_Work instructions_:
a) From the biography of Helene Cooper, reproduce the stretch from "Liberian-American journalist (born" through "editorial page editor." word for word.
b) According to the biography of Helene Cooper, in what year did she join The New York Times, and in what position?
c) List every other member of the Pulitzer-winning reporting team whom the biography of Helene Cooper names.

_Excerpted text_:
-- Opening Marker --

Liberian-American journalist (born 1966)

Helene Cooper (born April 22, 1966) is a Liberian-born American journalist who is a Pentagon correspondent for The New York Times. Before that, she was the paper's White House correspondent in Washington, D.C. She joined the Times in 2004 as assistant editorial page editor.

==Career==
She was a member of The New York Times reporting team that received the 2015 Pulitzer Prize for International Reporting for coverage of the 2014 Ebola virus epidemic in West Africa. Cooper wrote about Liberian families in a culture of hugging and physical contact, when physical contact could suddenly spread a deadly disease. Liberians who cared for dying family members, as many did, knew they would probably get infected themselves. Other team members were Pam Belluck, Sheri Fink, Adam Nossiter, Norimitsu Onishi, Kevin Sack, and Ben C. Solomon.

At The Wall Street Journal, Cooper wrote about trade, politics, race, and foreign policy at the Washington and Atlanta bureaus from 1992 to 1997. From 1997 to 1999, she reported on the European Monetary Union from the London bureau. From 1999 to 2002, she was a reporter focusing on international economics; then assistant Washington bureau chief from 2002 to 2004.

In 2000, she and colleague Bob Davis won the Raymond Clapper Memorial Award for their Washington reporting.

-- Closing Marker --

[Text-to-region grounding data]
-- Opening Marker --

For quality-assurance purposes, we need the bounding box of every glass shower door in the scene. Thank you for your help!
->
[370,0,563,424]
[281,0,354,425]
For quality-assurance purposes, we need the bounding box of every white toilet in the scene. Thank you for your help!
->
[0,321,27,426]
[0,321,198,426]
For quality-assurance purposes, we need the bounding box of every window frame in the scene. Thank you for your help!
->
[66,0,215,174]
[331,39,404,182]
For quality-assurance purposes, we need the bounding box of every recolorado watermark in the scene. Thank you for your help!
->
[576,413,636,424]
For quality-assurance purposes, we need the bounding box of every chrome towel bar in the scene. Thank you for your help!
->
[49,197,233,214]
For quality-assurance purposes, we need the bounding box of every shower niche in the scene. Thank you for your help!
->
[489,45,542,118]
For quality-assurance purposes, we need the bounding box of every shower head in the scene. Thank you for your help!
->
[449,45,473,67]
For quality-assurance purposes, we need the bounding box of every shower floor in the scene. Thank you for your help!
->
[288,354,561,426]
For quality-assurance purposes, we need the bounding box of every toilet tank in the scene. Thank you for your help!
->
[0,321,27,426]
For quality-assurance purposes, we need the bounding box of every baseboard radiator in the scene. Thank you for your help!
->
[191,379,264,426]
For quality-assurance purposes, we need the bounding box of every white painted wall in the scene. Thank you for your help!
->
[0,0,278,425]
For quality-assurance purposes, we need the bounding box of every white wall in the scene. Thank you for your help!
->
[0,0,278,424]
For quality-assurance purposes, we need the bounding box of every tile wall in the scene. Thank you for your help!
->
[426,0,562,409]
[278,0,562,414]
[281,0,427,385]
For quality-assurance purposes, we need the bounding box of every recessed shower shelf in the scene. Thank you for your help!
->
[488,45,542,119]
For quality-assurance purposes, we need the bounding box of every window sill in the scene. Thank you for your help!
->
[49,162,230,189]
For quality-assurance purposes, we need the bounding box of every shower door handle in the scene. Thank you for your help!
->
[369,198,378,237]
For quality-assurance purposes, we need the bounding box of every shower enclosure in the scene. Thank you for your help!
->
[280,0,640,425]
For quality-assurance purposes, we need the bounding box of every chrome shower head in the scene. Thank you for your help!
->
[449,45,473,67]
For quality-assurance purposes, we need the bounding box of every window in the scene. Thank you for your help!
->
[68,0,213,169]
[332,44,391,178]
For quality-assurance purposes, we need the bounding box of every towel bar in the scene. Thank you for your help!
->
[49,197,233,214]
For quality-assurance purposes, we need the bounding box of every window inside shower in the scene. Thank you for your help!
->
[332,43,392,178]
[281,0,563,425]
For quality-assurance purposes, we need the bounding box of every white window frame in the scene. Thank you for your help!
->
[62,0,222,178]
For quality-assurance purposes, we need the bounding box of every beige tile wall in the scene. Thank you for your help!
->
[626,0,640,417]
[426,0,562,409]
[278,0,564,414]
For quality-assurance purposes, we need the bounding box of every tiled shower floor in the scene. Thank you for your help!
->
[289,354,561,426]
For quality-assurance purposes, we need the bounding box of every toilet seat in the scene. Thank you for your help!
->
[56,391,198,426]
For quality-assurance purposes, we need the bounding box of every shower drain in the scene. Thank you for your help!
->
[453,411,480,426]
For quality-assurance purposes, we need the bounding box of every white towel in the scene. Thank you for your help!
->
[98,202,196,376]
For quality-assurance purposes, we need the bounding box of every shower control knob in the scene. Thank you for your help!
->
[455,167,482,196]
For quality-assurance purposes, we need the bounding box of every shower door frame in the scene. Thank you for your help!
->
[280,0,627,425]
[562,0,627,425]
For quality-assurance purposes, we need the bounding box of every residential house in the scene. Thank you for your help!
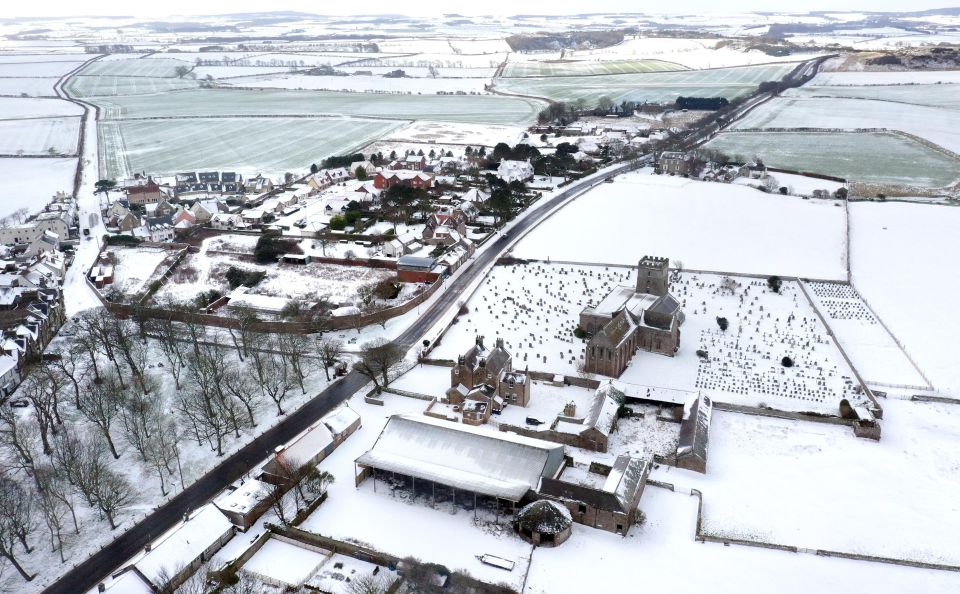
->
[497,159,533,183]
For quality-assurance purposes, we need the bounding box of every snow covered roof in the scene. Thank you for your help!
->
[356,415,564,501]
[134,503,233,586]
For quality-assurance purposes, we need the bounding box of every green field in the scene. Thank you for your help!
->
[81,58,193,78]
[67,76,200,97]
[787,84,960,109]
[503,60,687,78]
[706,132,960,188]
[96,89,543,125]
[496,64,795,106]
[100,118,402,179]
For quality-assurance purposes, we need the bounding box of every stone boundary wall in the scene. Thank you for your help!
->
[672,481,960,572]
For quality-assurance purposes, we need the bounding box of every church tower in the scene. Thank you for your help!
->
[637,256,670,297]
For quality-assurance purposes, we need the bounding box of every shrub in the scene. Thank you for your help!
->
[767,275,783,293]
[224,266,267,289]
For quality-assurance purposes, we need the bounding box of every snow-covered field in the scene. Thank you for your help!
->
[0,157,77,217]
[0,117,80,155]
[0,97,83,120]
[734,97,960,152]
[850,203,960,396]
[706,132,960,188]
[524,484,960,594]
[223,74,490,95]
[94,89,543,125]
[100,118,400,178]
[513,170,846,279]
[497,64,795,106]
[0,77,57,97]
[660,400,960,565]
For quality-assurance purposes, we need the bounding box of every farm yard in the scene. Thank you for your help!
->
[706,131,960,188]
[513,170,846,279]
[496,63,796,106]
[668,400,960,573]
[94,118,402,178]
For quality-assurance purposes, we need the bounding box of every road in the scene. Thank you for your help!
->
[43,56,824,594]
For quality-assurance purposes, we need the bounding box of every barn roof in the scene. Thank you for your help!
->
[356,415,564,501]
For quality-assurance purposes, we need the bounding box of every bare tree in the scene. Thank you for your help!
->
[93,468,136,530]
[79,373,127,459]
[316,337,343,381]
[353,338,404,389]
[0,476,36,582]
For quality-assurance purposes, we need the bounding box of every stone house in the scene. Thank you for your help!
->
[580,256,683,377]
[446,336,531,425]
[537,456,650,536]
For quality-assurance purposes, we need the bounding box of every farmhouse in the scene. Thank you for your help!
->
[446,336,531,425]
[373,169,433,190]
[354,415,564,510]
[539,456,650,536]
[497,159,533,183]
[580,256,683,377]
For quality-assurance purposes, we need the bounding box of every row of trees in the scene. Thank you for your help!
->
[0,309,350,580]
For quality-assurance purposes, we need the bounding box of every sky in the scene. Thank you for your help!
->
[7,0,960,17]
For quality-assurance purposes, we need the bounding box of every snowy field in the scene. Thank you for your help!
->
[524,486,960,594]
[806,283,926,389]
[67,76,200,97]
[0,97,83,120]
[0,77,57,97]
[497,64,795,106]
[664,400,960,565]
[93,89,543,125]
[734,97,960,152]
[100,118,401,178]
[222,74,490,95]
[850,203,960,397]
[0,117,80,155]
[706,132,960,188]
[103,247,177,297]
[503,58,685,78]
[0,157,77,217]
[513,170,846,279]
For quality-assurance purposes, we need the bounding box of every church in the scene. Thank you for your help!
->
[580,256,684,377]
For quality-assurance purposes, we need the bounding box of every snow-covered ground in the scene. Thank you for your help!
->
[656,400,960,565]
[850,203,960,396]
[513,171,846,279]
[524,484,960,594]
[0,157,77,217]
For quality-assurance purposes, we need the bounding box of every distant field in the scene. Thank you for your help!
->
[100,118,401,178]
[497,64,795,105]
[735,97,960,152]
[0,117,80,155]
[81,58,192,78]
[786,82,960,109]
[503,60,687,78]
[98,89,543,125]
[67,76,200,97]
[707,132,960,188]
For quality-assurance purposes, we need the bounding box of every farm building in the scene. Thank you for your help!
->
[355,415,564,511]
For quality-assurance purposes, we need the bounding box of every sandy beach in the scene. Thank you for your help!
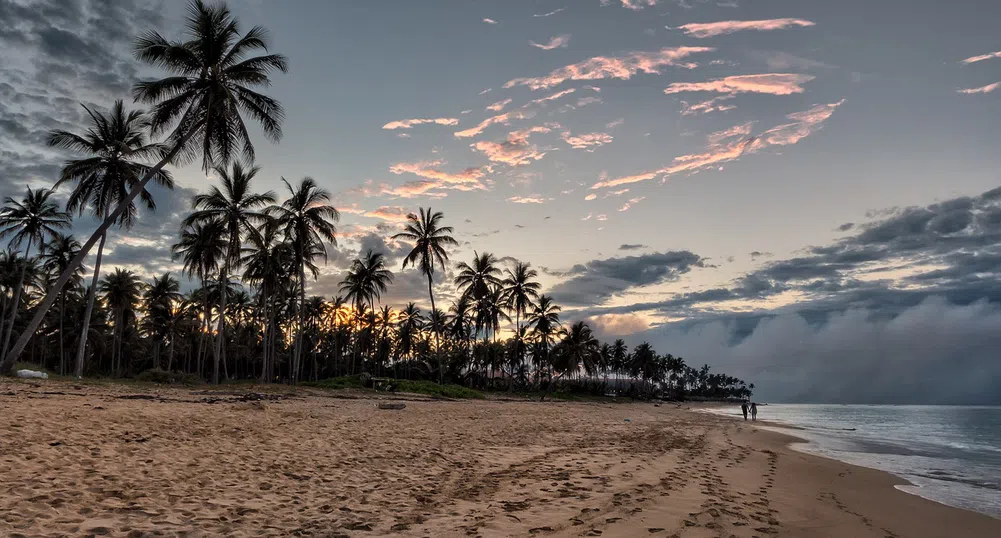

-- Closing Marker --

_Responses to the exercise_:
a)
Liberian-American journalist (born 1966)

Helene Cooper (born April 22, 1966) is a Liberian-born American journalist who is a Pentagon correspondent for The New York Times. Before that, she was the paper's White House correspondent in Washington, D.C. She joined the Times in 2004 as assistant editorial page editor.

b) She joined the Times in 2004 as assistant editorial page editor.

c) Pam Belluck, Sheri Fink, Adam Nossiter, Norimitsu Onishi, Kevin Sack, Ben C. Solomon